* Supplied entries:
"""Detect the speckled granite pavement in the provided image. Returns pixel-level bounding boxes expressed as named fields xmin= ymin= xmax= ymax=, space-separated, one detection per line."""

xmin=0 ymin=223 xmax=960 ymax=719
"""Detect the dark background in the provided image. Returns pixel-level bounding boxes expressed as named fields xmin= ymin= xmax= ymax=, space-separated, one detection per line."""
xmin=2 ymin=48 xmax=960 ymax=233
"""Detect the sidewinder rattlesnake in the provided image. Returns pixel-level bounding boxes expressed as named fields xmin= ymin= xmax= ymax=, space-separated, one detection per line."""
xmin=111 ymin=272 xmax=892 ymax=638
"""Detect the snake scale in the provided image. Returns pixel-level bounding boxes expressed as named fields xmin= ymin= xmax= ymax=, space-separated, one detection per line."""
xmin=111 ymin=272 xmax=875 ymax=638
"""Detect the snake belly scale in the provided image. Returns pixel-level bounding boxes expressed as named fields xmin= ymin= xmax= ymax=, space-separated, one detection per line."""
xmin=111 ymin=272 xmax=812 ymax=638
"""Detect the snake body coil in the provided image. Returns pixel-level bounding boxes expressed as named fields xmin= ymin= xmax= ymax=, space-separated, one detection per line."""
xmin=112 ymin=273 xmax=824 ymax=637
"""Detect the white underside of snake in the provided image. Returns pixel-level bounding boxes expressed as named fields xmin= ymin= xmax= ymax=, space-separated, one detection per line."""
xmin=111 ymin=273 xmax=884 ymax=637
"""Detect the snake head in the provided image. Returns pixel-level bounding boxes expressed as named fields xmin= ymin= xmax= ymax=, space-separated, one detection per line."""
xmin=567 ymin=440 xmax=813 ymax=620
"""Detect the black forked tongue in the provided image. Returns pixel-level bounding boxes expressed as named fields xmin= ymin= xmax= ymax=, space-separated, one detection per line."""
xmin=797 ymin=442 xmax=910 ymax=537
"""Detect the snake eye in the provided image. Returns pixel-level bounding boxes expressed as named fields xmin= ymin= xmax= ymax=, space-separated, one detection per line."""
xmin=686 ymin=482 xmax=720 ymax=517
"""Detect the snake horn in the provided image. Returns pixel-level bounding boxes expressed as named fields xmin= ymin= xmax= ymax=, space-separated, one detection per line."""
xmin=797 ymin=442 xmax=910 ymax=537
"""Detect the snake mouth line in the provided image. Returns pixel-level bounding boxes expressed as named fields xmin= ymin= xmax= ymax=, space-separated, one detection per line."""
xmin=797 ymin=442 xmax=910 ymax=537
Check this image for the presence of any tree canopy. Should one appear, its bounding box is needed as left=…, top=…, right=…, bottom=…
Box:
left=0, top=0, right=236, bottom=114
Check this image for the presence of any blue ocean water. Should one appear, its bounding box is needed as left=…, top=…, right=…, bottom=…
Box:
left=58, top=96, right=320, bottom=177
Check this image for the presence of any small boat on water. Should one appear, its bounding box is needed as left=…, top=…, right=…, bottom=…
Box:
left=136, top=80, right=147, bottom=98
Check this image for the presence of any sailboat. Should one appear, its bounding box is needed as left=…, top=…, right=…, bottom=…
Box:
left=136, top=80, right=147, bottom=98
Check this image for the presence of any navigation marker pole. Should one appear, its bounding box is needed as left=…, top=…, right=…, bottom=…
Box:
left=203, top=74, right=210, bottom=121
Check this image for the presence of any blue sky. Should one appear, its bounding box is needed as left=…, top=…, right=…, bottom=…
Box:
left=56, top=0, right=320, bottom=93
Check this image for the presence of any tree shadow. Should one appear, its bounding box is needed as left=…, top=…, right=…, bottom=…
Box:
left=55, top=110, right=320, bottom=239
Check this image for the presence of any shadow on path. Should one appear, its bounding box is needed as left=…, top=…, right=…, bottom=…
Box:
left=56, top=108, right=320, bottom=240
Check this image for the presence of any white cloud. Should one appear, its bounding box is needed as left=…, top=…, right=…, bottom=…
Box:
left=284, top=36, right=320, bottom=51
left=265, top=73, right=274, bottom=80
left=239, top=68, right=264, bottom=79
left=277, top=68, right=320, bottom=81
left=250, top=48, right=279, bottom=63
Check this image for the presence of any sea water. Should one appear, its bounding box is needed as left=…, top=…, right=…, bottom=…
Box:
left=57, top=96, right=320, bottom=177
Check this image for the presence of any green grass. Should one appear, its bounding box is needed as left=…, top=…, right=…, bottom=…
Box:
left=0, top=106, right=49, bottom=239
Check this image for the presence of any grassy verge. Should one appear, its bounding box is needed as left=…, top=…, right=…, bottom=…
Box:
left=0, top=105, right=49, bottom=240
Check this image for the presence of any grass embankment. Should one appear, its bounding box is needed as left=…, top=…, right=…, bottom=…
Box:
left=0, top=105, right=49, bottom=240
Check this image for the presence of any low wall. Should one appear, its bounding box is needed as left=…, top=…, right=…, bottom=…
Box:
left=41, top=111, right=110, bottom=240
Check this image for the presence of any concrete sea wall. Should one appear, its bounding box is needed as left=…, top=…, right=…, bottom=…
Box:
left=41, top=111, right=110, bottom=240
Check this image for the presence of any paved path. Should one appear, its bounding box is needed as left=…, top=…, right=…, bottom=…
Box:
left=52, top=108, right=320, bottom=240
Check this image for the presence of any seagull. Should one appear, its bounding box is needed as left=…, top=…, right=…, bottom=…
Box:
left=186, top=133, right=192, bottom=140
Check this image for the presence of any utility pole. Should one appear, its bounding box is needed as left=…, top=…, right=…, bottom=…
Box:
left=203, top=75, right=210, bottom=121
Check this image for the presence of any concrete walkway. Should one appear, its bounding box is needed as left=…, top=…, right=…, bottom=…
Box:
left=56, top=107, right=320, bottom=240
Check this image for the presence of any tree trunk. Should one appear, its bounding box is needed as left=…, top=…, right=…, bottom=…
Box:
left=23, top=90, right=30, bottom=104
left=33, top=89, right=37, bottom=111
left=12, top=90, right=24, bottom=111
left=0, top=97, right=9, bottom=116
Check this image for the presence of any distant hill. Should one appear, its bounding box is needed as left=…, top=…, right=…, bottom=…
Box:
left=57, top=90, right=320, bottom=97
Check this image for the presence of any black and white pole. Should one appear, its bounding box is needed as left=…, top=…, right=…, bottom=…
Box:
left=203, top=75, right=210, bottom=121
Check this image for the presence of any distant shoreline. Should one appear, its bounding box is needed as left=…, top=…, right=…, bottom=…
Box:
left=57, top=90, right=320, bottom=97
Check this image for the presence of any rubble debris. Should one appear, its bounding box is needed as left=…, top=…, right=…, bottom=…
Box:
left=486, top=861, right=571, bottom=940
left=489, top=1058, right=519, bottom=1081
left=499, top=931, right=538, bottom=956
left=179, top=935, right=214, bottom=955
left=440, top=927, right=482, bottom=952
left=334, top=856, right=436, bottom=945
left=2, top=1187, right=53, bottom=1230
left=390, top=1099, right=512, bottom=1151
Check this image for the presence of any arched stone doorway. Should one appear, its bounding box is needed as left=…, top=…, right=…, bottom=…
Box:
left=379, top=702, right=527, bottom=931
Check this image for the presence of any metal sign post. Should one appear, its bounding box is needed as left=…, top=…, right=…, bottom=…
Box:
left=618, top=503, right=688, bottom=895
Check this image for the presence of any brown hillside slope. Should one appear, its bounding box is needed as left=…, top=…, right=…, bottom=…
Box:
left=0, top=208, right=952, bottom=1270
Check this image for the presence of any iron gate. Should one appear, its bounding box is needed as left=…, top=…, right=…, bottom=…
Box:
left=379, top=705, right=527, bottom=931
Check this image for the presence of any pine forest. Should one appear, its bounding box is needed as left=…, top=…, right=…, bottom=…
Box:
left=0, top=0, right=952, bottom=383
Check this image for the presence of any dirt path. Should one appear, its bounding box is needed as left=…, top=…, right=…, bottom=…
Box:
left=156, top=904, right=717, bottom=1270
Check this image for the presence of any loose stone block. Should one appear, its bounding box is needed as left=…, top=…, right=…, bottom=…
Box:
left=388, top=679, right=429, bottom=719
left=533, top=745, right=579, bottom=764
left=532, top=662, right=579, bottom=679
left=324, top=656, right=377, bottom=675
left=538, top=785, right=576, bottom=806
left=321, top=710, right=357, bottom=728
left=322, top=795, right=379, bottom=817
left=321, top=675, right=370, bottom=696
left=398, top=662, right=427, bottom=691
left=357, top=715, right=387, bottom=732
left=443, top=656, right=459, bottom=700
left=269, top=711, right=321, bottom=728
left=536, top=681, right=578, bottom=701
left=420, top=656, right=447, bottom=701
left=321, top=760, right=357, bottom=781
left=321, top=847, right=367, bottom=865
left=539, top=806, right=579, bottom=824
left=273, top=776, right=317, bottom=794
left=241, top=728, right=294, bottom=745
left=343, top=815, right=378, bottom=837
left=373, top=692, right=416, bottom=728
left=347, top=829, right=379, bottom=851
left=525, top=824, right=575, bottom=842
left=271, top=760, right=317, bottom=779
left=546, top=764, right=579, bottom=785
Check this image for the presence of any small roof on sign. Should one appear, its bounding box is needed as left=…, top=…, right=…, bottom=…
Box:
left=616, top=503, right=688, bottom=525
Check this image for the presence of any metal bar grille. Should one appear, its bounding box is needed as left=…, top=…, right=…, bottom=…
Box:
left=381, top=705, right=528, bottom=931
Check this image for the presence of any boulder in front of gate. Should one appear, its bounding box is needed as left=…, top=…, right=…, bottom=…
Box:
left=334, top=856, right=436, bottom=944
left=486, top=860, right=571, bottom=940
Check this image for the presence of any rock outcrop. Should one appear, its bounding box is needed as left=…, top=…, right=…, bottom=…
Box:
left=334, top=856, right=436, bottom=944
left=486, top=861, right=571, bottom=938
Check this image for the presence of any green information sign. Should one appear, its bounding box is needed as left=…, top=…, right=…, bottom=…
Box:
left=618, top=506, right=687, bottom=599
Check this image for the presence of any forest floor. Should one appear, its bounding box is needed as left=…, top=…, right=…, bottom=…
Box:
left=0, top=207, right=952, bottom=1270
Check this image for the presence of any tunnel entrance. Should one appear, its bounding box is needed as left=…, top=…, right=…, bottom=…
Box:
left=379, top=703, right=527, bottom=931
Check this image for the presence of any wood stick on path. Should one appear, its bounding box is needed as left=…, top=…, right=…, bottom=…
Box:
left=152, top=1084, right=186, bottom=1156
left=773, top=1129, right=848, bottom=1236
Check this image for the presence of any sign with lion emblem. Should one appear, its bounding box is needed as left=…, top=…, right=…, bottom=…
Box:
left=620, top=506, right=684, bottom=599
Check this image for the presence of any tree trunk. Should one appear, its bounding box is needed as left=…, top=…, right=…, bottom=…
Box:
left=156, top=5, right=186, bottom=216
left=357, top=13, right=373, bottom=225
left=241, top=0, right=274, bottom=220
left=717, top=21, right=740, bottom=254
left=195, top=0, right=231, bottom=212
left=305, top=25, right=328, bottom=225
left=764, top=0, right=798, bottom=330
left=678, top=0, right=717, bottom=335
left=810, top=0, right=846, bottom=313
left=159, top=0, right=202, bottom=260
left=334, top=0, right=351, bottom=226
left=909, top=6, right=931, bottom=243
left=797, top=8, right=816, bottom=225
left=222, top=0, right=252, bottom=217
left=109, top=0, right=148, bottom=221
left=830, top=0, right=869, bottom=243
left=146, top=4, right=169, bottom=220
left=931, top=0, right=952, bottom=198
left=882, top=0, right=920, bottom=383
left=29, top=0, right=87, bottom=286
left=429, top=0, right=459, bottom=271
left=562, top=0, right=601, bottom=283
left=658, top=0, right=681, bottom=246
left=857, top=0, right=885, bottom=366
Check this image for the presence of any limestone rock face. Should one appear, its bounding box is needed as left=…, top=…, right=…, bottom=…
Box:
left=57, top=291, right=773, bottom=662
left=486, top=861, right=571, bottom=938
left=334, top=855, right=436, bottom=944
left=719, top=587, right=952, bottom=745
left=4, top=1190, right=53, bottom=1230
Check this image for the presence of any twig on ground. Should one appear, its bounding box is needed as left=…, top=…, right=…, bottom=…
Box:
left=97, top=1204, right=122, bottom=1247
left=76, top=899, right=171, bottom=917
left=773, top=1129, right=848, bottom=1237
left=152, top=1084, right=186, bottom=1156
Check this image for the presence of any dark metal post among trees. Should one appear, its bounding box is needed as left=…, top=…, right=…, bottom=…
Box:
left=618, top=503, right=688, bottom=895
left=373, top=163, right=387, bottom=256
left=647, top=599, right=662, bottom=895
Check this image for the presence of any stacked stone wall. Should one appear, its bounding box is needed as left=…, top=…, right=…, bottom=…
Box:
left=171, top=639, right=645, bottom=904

* Task requirements:
Copy everything in the material above, from the line containing "the white underside" down to the line containing "xmin=567 ymin=440 xmax=813 ymax=620", including both of those lines, and reproduce it character for character.

* Task result:
"""Detect the white underside of snake in the provided image. Returns pixel-level bounding boxes expressed as named fields xmin= ymin= xmax= ymax=, space-separated, one detection per line."""
xmin=111 ymin=273 xmax=884 ymax=637
"""Detect the snake head in the provided image. Returns pixel-level bounding boxes expressed as named fields xmin= ymin= xmax= ymax=, space-separated, one detection per line."""
xmin=567 ymin=440 xmax=813 ymax=620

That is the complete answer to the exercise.